Problem details:
Rescale the lines starting at the line that contains "Labeling instructions: Locate the tablecloth" and ending at the end of the data, reproducing each line in full with every coordinate in the answers multiplied by 0.9 and rounded to whole numbers, halves rounded up. All other text stays unchanged, including the box patterns shown in the formatting guidance.

-------- Input --------

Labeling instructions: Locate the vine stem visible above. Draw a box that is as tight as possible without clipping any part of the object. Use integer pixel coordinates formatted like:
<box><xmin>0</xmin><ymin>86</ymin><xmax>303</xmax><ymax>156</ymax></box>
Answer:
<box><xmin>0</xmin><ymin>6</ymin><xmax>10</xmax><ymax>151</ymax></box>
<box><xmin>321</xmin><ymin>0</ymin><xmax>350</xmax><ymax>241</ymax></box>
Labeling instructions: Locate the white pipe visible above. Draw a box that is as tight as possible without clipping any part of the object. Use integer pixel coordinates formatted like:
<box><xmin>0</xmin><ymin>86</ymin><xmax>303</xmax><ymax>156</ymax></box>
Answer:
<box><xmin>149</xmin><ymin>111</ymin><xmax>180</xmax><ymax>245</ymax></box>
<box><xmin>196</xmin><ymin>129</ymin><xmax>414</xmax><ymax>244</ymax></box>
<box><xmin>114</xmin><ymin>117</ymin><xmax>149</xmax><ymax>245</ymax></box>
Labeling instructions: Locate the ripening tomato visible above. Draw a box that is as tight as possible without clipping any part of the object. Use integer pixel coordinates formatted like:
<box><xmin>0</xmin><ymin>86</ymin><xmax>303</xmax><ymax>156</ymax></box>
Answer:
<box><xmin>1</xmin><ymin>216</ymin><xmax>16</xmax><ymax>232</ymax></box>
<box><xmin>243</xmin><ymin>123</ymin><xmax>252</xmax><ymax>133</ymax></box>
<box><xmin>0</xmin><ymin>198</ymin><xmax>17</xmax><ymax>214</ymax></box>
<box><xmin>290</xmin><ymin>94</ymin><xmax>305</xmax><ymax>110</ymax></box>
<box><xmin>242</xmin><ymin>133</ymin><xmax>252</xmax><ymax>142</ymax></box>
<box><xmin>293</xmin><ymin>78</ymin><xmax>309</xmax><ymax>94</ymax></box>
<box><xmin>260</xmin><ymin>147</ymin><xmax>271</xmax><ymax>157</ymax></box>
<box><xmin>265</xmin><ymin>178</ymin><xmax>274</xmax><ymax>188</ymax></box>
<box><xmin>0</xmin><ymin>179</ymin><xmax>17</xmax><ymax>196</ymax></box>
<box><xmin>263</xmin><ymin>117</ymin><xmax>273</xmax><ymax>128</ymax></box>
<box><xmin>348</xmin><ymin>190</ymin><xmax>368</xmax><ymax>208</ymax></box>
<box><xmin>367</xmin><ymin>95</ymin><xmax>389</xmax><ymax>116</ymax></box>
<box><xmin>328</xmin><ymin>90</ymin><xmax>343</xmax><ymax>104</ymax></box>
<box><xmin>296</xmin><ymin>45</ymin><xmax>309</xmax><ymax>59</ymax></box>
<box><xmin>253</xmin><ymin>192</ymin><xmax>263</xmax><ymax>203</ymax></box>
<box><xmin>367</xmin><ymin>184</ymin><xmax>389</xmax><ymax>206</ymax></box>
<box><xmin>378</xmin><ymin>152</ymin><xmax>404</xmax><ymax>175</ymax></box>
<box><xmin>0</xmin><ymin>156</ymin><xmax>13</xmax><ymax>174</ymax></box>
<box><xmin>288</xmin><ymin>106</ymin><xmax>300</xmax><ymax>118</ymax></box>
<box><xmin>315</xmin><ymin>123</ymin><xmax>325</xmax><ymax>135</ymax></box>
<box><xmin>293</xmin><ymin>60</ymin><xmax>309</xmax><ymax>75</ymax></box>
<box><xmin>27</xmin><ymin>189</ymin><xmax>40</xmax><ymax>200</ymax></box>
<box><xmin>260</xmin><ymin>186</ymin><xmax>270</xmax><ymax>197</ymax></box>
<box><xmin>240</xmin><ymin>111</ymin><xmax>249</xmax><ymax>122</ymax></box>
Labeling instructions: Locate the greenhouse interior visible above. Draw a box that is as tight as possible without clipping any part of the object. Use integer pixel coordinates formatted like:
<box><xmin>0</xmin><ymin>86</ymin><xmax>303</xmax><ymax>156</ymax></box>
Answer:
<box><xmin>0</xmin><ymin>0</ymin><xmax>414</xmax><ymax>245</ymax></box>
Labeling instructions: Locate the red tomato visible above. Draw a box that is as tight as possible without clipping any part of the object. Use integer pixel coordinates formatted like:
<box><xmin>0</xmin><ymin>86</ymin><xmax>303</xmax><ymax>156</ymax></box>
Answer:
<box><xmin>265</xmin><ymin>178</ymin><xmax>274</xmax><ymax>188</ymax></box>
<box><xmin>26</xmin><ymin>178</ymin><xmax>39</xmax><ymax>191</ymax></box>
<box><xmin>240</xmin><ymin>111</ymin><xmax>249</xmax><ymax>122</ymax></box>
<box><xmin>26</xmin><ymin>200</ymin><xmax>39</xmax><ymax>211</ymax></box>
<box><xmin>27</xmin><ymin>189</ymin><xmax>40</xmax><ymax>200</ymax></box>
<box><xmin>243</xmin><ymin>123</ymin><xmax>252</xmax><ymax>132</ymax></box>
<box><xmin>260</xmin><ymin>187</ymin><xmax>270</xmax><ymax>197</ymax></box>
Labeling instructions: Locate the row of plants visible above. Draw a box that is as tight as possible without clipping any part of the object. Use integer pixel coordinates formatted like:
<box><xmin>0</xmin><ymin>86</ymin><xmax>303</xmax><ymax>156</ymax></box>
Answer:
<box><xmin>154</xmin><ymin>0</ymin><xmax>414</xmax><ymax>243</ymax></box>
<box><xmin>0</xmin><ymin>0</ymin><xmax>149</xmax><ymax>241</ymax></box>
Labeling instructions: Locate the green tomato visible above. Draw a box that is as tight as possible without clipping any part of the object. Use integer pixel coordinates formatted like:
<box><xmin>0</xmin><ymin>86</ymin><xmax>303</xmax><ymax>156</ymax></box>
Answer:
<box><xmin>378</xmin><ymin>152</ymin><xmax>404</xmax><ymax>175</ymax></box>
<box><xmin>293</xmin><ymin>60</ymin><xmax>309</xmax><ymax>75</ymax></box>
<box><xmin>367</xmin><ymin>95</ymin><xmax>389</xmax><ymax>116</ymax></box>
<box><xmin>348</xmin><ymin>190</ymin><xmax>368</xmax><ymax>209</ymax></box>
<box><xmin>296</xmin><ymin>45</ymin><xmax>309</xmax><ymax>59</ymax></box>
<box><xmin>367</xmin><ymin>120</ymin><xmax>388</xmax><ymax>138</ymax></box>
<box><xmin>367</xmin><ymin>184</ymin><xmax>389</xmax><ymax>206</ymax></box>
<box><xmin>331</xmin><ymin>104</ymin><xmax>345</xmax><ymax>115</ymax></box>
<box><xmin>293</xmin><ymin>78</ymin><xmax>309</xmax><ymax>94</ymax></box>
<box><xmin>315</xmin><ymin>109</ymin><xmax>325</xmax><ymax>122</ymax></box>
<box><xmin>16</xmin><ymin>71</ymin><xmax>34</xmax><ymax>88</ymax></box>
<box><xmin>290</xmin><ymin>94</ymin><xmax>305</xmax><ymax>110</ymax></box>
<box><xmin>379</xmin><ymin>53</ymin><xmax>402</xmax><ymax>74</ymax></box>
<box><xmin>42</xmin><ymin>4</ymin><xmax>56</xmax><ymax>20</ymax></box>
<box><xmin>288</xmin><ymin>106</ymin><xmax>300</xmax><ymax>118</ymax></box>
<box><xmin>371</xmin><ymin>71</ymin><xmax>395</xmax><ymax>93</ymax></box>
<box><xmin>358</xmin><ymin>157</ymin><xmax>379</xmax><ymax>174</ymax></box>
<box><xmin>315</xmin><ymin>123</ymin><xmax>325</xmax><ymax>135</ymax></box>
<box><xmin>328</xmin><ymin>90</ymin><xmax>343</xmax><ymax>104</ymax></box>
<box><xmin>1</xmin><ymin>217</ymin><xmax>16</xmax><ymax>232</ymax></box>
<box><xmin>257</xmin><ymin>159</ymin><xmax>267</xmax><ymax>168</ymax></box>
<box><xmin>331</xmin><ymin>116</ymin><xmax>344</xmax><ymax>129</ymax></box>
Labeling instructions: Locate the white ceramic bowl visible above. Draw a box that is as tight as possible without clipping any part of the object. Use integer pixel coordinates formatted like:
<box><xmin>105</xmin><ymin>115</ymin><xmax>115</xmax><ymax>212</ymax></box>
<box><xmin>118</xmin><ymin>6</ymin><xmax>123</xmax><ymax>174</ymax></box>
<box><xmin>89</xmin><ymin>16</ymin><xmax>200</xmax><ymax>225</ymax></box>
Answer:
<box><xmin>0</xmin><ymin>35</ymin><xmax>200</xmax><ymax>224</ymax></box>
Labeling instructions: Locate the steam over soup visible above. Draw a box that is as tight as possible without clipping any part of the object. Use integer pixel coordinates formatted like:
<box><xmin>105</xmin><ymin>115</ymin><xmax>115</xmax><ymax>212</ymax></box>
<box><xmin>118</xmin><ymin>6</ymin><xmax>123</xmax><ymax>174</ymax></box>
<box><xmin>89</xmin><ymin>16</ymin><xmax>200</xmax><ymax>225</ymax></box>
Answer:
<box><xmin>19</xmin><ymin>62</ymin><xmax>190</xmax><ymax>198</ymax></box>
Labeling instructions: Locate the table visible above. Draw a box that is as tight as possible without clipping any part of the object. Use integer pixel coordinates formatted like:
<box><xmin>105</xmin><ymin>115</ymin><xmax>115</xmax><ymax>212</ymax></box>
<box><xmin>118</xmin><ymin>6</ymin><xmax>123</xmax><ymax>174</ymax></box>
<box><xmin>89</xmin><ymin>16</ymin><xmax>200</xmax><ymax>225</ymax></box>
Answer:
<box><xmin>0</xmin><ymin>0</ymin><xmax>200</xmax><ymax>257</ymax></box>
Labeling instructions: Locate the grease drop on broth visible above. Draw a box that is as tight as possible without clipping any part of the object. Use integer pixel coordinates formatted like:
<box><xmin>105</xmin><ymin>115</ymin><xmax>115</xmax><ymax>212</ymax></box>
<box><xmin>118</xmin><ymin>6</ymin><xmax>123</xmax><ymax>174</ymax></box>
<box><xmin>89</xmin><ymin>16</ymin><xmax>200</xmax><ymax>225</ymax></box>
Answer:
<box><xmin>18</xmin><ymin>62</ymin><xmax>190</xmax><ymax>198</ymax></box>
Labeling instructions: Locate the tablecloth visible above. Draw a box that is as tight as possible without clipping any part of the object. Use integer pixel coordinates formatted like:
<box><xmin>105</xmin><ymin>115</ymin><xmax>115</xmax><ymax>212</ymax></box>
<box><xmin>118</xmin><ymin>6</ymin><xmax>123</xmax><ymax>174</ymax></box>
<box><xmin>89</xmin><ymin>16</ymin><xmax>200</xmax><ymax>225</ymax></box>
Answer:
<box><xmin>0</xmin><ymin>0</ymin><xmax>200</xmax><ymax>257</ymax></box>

--------

Solution for this problem:
Labeling instructions: Locate the tablecloth visible above. Draw a box that is as tight as possible without clipping any part of the object. Use integer pixel coordinates formatted like:
<box><xmin>105</xmin><ymin>115</ymin><xmax>115</xmax><ymax>212</ymax></box>
<box><xmin>118</xmin><ymin>6</ymin><xmax>123</xmax><ymax>174</ymax></box>
<box><xmin>89</xmin><ymin>16</ymin><xmax>200</xmax><ymax>225</ymax></box>
Answer:
<box><xmin>0</xmin><ymin>0</ymin><xmax>180</xmax><ymax>231</ymax></box>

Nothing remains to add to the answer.